### REQUEST
Which lines in the material below contain the word "green"? List every one of them in full.

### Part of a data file
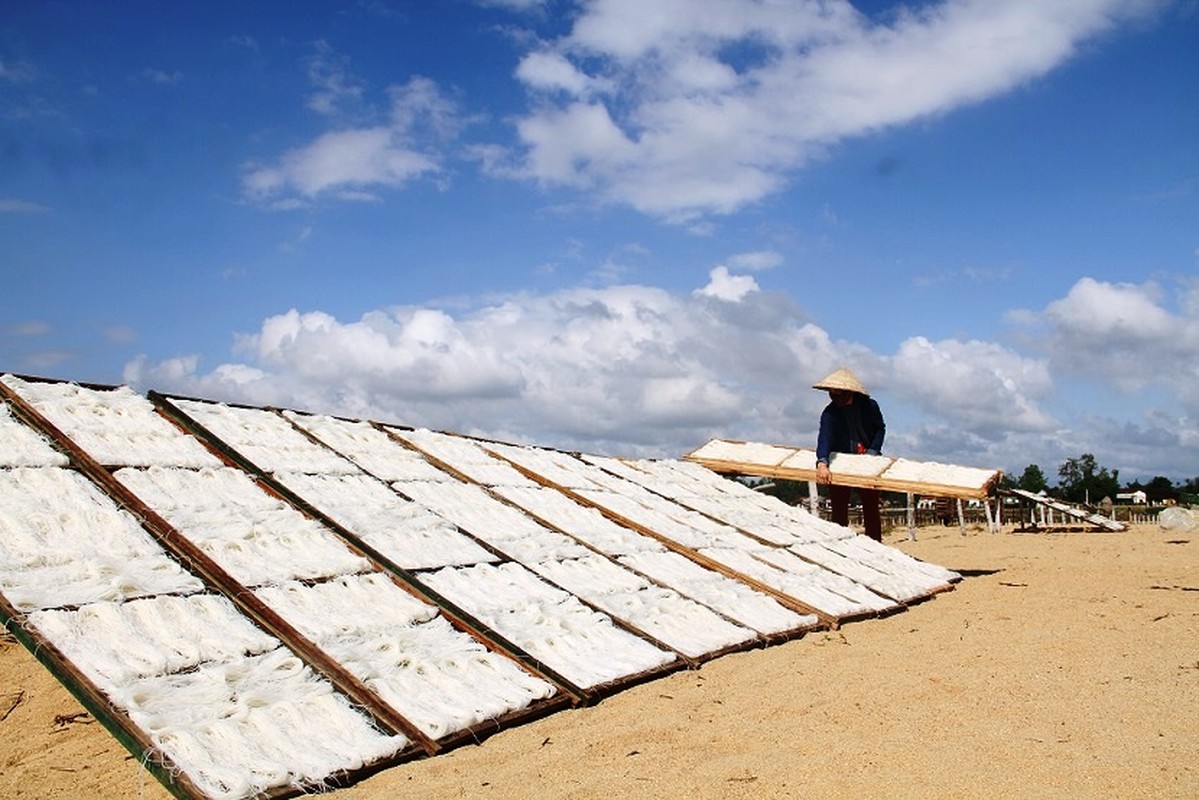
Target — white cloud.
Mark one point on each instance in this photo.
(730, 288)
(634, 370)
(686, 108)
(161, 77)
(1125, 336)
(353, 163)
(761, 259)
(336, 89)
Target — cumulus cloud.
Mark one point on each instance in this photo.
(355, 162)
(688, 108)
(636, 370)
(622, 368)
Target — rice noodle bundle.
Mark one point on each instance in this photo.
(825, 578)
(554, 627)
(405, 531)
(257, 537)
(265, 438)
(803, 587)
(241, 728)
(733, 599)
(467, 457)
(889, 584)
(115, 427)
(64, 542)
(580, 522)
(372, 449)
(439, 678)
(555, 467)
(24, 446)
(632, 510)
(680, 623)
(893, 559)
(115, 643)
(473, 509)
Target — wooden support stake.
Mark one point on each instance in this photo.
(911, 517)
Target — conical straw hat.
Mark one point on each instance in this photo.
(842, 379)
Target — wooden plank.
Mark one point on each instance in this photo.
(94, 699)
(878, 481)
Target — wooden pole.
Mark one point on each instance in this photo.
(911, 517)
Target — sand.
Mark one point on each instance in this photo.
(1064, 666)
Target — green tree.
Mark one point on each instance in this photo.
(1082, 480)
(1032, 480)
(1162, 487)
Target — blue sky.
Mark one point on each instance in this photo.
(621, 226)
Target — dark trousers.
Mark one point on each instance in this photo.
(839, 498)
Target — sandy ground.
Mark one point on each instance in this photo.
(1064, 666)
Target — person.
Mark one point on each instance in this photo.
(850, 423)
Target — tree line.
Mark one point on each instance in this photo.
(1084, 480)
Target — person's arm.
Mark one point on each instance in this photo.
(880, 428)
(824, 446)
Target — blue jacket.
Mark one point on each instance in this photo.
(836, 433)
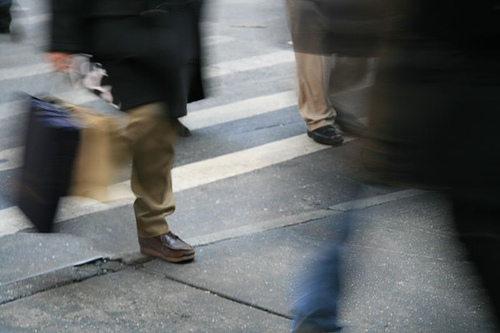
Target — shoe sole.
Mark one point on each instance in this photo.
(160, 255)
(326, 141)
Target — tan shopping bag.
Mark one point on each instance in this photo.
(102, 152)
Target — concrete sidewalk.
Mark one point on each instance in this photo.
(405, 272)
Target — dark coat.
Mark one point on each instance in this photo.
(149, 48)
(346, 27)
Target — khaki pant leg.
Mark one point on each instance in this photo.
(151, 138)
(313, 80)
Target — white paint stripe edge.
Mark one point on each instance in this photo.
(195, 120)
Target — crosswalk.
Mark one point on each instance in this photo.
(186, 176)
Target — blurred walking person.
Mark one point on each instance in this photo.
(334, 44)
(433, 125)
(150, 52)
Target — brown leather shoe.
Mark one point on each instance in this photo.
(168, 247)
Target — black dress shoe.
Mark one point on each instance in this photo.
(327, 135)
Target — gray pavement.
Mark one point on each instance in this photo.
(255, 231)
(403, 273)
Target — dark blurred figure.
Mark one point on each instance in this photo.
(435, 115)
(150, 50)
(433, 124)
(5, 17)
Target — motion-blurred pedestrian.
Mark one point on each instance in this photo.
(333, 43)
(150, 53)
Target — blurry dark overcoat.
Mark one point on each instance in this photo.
* * *
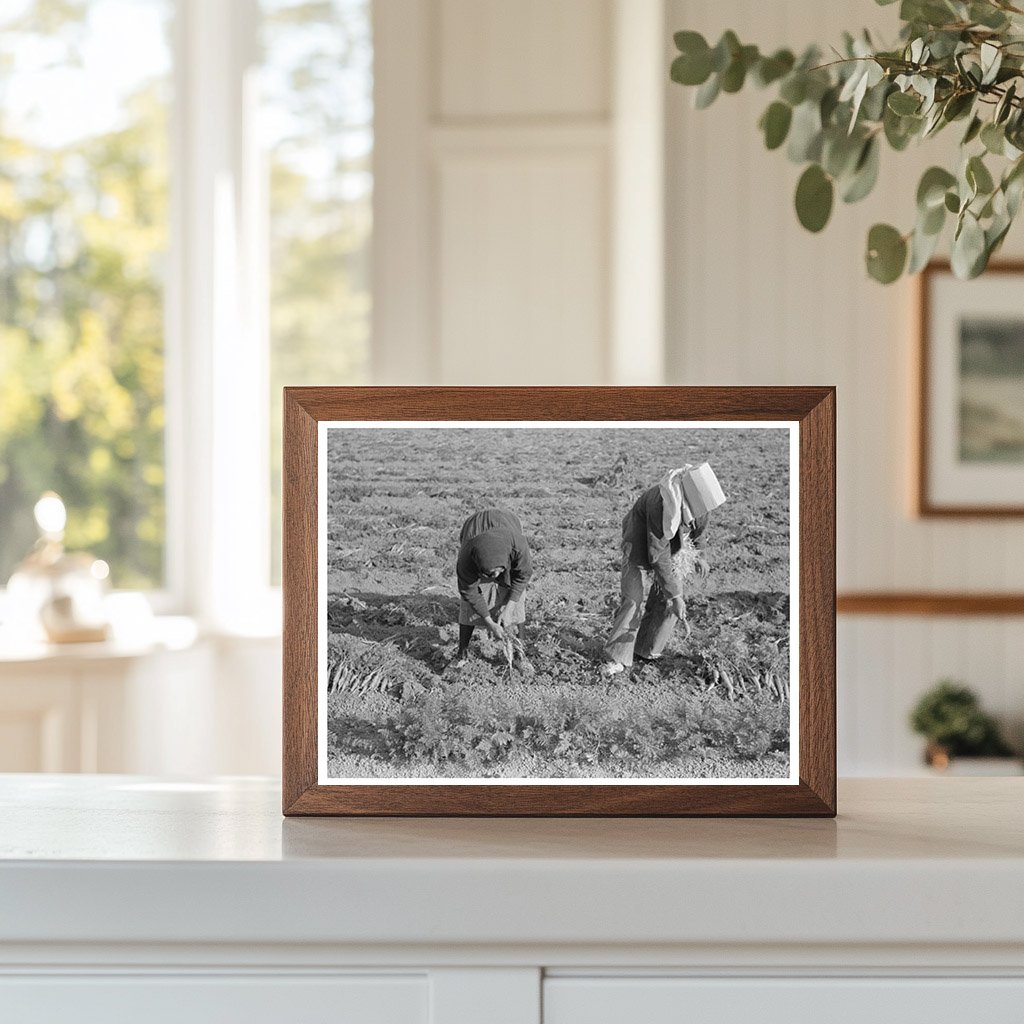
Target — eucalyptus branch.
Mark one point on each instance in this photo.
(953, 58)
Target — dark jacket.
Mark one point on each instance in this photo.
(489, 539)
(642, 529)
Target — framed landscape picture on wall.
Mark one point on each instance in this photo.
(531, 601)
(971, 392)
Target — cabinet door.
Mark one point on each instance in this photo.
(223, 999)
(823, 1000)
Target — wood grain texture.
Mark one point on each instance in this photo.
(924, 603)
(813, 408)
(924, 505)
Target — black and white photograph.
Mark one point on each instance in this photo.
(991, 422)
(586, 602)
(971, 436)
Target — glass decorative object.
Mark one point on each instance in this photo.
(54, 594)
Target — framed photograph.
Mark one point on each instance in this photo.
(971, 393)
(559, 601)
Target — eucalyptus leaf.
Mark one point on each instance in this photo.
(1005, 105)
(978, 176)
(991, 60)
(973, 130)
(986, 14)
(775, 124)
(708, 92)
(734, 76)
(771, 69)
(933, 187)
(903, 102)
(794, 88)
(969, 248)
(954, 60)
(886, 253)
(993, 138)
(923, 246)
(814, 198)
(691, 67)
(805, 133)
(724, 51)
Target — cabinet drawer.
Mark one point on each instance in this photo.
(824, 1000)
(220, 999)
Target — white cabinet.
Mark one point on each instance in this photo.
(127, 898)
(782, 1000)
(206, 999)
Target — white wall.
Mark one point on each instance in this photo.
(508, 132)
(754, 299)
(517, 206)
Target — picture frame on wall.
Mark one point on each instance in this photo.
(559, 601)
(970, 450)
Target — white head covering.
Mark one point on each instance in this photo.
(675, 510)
* * *
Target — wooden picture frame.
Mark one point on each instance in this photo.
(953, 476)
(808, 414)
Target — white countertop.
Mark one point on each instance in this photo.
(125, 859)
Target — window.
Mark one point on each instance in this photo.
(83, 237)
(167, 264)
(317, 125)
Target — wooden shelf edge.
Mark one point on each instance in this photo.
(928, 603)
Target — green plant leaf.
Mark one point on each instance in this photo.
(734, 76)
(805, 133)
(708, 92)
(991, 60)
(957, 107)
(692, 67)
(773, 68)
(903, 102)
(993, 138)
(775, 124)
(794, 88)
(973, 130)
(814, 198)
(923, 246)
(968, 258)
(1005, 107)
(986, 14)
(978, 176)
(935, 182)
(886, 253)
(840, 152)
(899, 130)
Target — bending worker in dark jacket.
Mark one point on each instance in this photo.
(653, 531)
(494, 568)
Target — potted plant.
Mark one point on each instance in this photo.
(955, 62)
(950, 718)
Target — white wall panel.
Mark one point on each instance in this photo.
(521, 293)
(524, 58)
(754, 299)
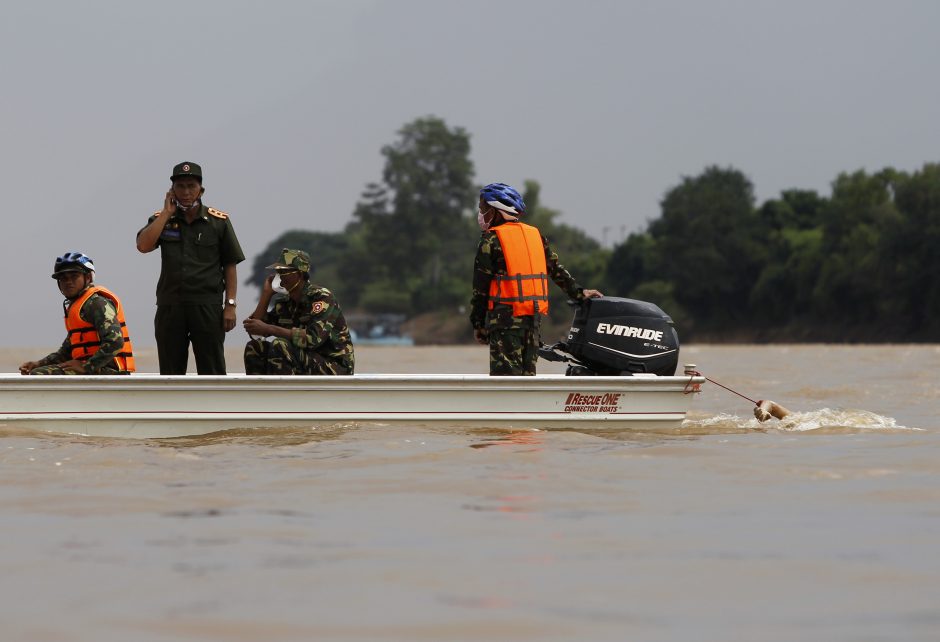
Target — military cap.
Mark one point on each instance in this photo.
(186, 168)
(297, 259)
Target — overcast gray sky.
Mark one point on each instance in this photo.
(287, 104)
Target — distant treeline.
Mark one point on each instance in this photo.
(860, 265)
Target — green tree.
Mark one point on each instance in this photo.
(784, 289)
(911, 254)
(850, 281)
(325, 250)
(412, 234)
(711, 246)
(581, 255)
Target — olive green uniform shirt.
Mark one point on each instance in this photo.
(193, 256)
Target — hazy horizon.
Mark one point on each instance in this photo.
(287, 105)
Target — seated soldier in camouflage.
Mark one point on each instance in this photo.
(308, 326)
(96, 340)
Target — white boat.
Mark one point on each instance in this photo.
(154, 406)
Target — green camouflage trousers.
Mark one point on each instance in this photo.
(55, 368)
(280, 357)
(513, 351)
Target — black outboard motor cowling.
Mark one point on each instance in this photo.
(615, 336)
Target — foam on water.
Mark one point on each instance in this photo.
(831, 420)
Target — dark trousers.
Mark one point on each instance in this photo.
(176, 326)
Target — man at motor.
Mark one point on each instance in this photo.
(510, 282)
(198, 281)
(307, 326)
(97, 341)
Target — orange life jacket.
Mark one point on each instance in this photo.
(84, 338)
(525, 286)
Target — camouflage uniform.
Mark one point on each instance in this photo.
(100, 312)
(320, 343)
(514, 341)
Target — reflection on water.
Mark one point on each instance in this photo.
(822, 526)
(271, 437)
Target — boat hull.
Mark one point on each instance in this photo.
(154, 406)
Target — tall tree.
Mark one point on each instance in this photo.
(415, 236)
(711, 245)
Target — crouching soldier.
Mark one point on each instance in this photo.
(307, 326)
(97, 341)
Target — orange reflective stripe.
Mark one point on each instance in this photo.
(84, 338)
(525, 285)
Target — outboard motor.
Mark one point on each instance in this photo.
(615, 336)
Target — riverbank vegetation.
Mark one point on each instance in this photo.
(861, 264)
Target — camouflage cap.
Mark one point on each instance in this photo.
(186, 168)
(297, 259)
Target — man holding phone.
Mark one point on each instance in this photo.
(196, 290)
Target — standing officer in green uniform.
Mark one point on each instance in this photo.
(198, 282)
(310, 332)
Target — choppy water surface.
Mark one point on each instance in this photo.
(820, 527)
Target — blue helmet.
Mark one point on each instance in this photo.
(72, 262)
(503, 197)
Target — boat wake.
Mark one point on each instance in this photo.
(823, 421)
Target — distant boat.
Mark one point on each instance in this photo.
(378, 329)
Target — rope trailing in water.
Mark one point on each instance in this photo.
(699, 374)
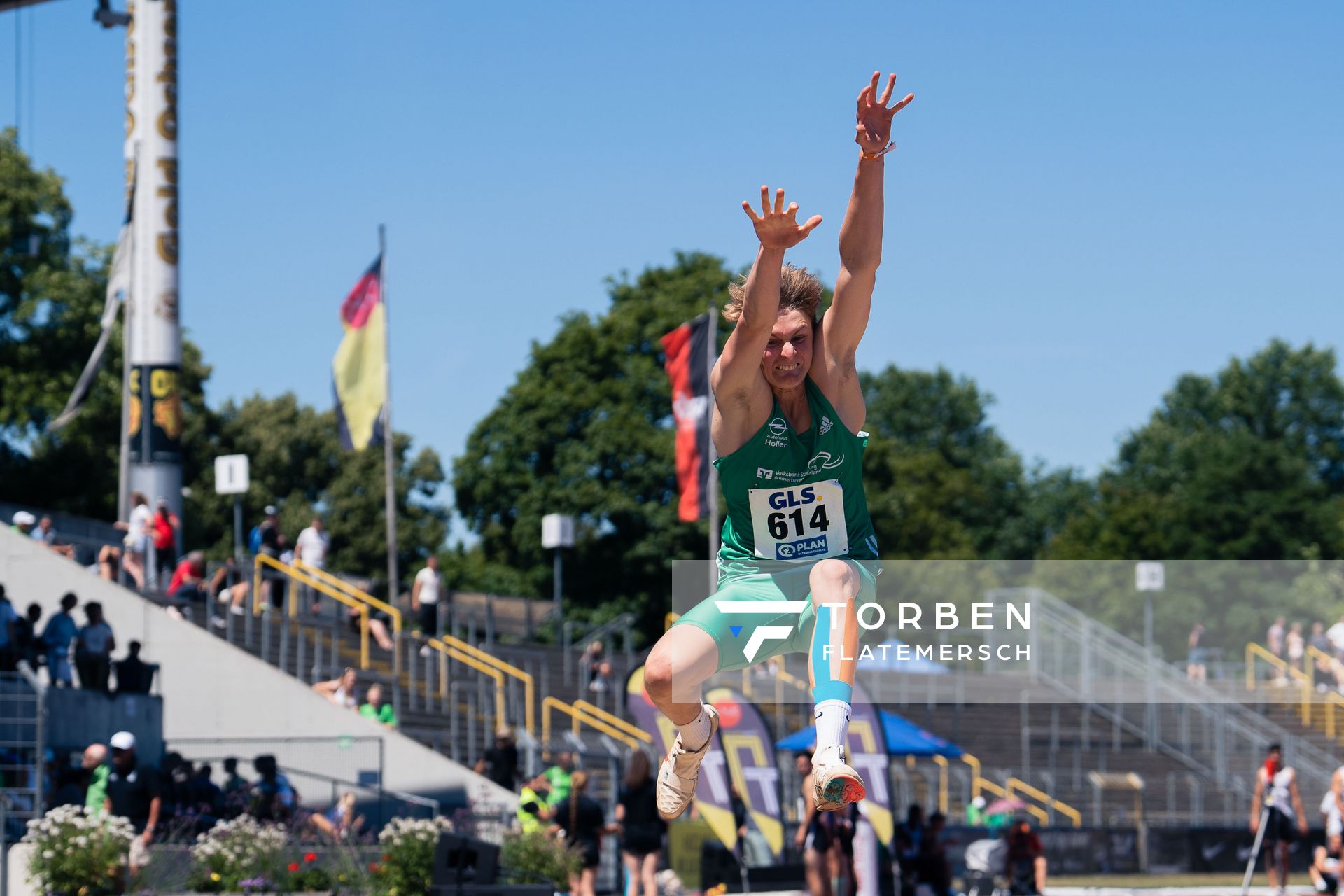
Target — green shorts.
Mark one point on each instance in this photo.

### EXERCISE ANSWER
Target — green tree.
Target — green plant leaf.
Target — green tree.
Target — olive green uniform shirt.
Target — green camouflage trousers.
Target — standing officer in green uniform.
Target — green shorts.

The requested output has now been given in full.